### EXERCISE OBJECTIVE
From the listing that follows, extract every line and set it down unaltered.

### DATASET
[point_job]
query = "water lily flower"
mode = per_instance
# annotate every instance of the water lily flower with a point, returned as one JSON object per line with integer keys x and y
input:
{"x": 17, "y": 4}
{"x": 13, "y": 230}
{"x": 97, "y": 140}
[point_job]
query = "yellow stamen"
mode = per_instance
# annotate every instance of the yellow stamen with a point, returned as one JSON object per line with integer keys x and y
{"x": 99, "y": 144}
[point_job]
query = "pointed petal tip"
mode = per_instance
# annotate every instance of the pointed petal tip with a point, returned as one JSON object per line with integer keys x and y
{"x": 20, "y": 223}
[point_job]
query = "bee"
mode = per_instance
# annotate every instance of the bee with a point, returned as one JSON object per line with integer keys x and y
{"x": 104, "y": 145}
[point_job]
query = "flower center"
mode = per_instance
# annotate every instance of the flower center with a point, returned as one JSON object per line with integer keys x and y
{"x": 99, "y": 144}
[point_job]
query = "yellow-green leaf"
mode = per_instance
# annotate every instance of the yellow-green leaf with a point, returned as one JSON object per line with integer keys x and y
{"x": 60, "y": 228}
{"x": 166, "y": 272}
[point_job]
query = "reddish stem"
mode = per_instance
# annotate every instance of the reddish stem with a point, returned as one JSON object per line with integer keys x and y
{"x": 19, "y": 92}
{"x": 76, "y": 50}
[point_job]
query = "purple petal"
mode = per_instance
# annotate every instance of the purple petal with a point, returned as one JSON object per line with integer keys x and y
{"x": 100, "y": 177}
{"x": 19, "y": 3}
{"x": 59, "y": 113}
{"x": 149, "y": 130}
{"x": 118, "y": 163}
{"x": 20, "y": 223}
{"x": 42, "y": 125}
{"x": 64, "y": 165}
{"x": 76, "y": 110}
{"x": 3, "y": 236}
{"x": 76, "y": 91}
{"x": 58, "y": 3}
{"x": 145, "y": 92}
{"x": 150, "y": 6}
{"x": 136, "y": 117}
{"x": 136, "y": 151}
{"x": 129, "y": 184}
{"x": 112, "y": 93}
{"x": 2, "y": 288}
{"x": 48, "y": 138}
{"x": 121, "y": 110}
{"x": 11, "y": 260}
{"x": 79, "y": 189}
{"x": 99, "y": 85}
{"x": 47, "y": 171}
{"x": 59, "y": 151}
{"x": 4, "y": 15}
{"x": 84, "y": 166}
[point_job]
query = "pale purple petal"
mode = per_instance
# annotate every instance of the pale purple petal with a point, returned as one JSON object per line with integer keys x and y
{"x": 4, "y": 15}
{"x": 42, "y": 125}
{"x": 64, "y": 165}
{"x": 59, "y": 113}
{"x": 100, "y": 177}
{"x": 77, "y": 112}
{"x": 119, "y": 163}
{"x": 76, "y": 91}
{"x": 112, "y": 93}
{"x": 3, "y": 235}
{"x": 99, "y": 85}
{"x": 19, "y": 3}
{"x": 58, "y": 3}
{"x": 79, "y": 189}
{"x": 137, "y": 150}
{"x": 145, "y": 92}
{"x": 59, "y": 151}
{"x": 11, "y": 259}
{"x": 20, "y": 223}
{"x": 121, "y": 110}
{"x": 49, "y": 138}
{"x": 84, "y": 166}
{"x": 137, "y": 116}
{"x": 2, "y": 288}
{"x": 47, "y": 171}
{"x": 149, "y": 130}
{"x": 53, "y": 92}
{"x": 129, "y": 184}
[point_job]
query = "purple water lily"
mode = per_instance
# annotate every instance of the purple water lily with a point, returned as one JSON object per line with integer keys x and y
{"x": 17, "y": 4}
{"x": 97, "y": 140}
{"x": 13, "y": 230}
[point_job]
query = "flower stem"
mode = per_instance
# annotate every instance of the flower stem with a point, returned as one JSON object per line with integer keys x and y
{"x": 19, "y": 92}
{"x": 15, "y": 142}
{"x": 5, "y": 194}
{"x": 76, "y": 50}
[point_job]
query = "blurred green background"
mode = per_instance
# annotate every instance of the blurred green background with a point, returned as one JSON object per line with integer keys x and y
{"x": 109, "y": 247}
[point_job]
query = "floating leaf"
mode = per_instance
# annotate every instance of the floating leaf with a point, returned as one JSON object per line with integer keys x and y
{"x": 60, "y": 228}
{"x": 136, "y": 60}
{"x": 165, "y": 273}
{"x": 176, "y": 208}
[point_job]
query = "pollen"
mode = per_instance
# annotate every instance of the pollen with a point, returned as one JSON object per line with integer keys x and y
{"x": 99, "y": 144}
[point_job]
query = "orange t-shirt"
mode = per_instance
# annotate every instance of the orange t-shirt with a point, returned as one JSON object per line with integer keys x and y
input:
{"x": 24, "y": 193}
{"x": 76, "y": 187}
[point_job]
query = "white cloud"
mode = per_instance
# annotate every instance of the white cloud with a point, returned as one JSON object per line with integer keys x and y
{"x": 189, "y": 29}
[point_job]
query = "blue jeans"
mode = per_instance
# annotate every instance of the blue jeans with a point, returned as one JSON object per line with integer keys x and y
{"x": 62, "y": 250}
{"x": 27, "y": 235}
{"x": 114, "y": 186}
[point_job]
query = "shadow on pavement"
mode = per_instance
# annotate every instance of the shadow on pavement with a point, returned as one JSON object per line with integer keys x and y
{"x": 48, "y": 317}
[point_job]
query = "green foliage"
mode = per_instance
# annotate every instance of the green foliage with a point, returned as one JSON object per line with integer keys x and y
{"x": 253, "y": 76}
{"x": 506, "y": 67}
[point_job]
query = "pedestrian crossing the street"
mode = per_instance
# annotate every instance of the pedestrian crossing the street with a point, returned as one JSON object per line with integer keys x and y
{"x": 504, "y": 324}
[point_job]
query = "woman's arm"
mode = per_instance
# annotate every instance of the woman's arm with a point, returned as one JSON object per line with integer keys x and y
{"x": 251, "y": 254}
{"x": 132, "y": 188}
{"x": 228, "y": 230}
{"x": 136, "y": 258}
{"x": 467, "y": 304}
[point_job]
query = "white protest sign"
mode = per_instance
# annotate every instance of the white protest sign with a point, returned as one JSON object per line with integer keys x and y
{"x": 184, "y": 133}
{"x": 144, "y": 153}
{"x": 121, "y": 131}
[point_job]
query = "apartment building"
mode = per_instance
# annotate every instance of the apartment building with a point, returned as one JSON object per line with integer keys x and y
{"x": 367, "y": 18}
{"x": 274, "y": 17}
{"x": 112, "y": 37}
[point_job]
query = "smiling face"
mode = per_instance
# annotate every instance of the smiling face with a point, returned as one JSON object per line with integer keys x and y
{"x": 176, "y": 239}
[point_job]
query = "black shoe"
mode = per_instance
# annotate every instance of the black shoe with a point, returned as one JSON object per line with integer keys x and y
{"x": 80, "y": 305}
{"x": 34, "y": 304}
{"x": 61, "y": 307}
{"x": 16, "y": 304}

### FINISHED TASK
[point_job]
query = "water lily flower"
mode = per_instance
# annotate every instance of the water lily flower with a point, returned as one JSON object per line with integer keys x and y
input:
{"x": 17, "y": 4}
{"x": 13, "y": 230}
{"x": 97, "y": 140}
[point_job]
query = "yellow stamen"
mode = per_instance
# annotate every instance of the yellow stamen with a point, returned as one JSON object per line with integer keys x and y
{"x": 99, "y": 144}
[point_job]
query = "pointed petal tip"
mode = per_instance
# annotate every instance of the pointed petal tip with a point, returned as one JSON object per line with integer keys x and y
{"x": 20, "y": 223}
[point_job]
query = "bee"
mode = per_instance
# annotate every instance of the bee with a point, returned as one JSON object per line with integer keys x and y
{"x": 104, "y": 145}
[point_job]
query = "flower center"
mode = per_instance
# annotate every instance of the flower center with a point, returned as one JSON object per line with integer keys x and y
{"x": 99, "y": 144}
[point_job]
query = "yellow-green leaf"
mode = per_instance
# annotate every instance of the yellow-green leaf with a point, returned as one JSON object per line with integer keys x and y
{"x": 60, "y": 228}
{"x": 166, "y": 272}
[point_job]
query = "reddish stem"
mode = per_instance
# annotate every instance of the reddish stem with a point, returned as one JSON object per line with integer keys x and y
{"x": 19, "y": 92}
{"x": 76, "y": 50}
[point_job]
query = "purple petal"
mode = per_instance
# annotate every instance of the purple petal with a point, returned as one JSON object per line with integer keys x and y
{"x": 100, "y": 177}
{"x": 19, "y": 3}
{"x": 59, "y": 113}
{"x": 149, "y": 130}
{"x": 118, "y": 163}
{"x": 20, "y": 223}
{"x": 42, "y": 125}
{"x": 64, "y": 165}
{"x": 76, "y": 110}
{"x": 3, "y": 236}
{"x": 76, "y": 91}
{"x": 58, "y": 3}
{"x": 145, "y": 92}
{"x": 150, "y": 6}
{"x": 136, "y": 117}
{"x": 136, "y": 151}
{"x": 129, "y": 184}
{"x": 112, "y": 93}
{"x": 2, "y": 288}
{"x": 48, "y": 138}
{"x": 121, "y": 110}
{"x": 11, "y": 260}
{"x": 79, "y": 189}
{"x": 99, "y": 85}
{"x": 47, "y": 171}
{"x": 59, "y": 151}
{"x": 4, "y": 15}
{"x": 84, "y": 166}
[point_job]
query = "pale purple petal"
mode = per_instance
# annotate every instance of the pale purple petal with a point, returned as one JSON object per line with integer keys x and y
{"x": 4, "y": 15}
{"x": 42, "y": 125}
{"x": 64, "y": 165}
{"x": 59, "y": 113}
{"x": 100, "y": 177}
{"x": 77, "y": 112}
{"x": 119, "y": 163}
{"x": 76, "y": 91}
{"x": 112, "y": 93}
{"x": 3, "y": 235}
{"x": 99, "y": 85}
{"x": 19, "y": 3}
{"x": 58, "y": 3}
{"x": 79, "y": 189}
{"x": 137, "y": 150}
{"x": 145, "y": 92}
{"x": 59, "y": 151}
{"x": 11, "y": 259}
{"x": 20, "y": 223}
{"x": 121, "y": 110}
{"x": 49, "y": 138}
{"x": 84, "y": 166}
{"x": 137, "y": 116}
{"x": 2, "y": 288}
{"x": 47, "y": 171}
{"x": 149, "y": 130}
{"x": 53, "y": 92}
{"x": 129, "y": 184}
[point_job]
query = "purple water lily"
mode = per_instance
# annotate every instance of the purple water lily with a point, returned as one JSON object per line with integer keys x and y
{"x": 17, "y": 4}
{"x": 97, "y": 140}
{"x": 13, "y": 230}
[point_job]
query = "flower stem"
mode = per_instance
# annotate every instance of the flower stem with a point, returned as one JSON object per line with integer keys x and y
{"x": 19, "y": 92}
{"x": 15, "y": 142}
{"x": 5, "y": 194}
{"x": 76, "y": 50}
[point_job]
query = "blurred green background"
mode = per_instance
# annotate every instance of the blurred green background with a point, returned as one JSON object per line with integer keys x and y
{"x": 109, "y": 247}
[point_job]
query = "floating leaf"
mode = per_instance
# annotate every instance of the floating leaf with a point, returned as one JSON object per line with integer keys x and y
{"x": 60, "y": 228}
{"x": 136, "y": 60}
{"x": 165, "y": 273}
{"x": 176, "y": 208}
[point_job]
query = "pollen"
mode = per_instance
# annotate every instance of the pollen with a point, returned as one JSON object per line with integer keys x and y
{"x": 99, "y": 144}
[point_job]
query = "orange t-shirt"
mode = per_instance
# annotate every instance of the orange t-shirt with a point, returned as one JSON object per line with integer keys x and y
input:
{"x": 24, "y": 193}
{"x": 76, "y": 187}
[point_job]
query = "white cloud"
mode = per_instance
# annotate every instance of the white cloud with a point, returned as one JSON object per line with integer keys x and y
{"x": 189, "y": 29}
[point_job]
query = "blue jeans"
mode = per_instance
# annotate every instance of the blue jeans with a point, returned as one JSON object per line with integer keys x and y
{"x": 62, "y": 250}
{"x": 27, "y": 235}
{"x": 114, "y": 186}
[point_job]
query = "shadow on pavement"
mode = per_instance
# annotate every instance of the shadow on pavement with a point, returned as one JSON object per line with integer keys x and y
{"x": 48, "y": 317}
[point_job]
query = "green foliage"
mode = per_instance
# annotate every instance of the green foliage with a point, returned as one JSON object per line with integer keys x and y
{"x": 253, "y": 76}
{"x": 506, "y": 67}
[point_job]
query = "pedestrian crossing the street"
mode = per_instance
# annotate every instance of the pedestrian crossing the street with a point, returned as one JSON object per line with integer keys x and y
{"x": 504, "y": 324}
[point_job]
query = "woman's arm"
mode = per_instance
# annotate every instance of the woman's arm with a point, returned as one JSON object per line with integer keys x and y
{"x": 251, "y": 254}
{"x": 132, "y": 188}
{"x": 228, "y": 230}
{"x": 136, "y": 258}
{"x": 467, "y": 304}
[point_job]
query = "white protest sign"
mode = per_instance
# annotate every instance of the white protest sign with a point, returned as one JSON object per line with integer keys x and y
{"x": 184, "y": 133}
{"x": 144, "y": 153}
{"x": 121, "y": 131}
[point_job]
query = "apartment building"
mode = per_instance
# annotate every instance of the apartment building with a point, returned as one JSON object per line with integer keys x and y
{"x": 367, "y": 18}
{"x": 274, "y": 17}
{"x": 112, "y": 37}
[point_job]
query = "smiling face"
mode = per_instance
# annotate every instance of the smiling face with a point, returned as one JSON object per line with integer keys x and y
{"x": 176, "y": 239}
[point_job]
query = "black shoe"
mode = per_instance
# annotate every instance of the black shoe with a point, returned as one JSON object per line with integer keys x and y
{"x": 80, "y": 305}
{"x": 34, "y": 304}
{"x": 61, "y": 307}
{"x": 16, "y": 304}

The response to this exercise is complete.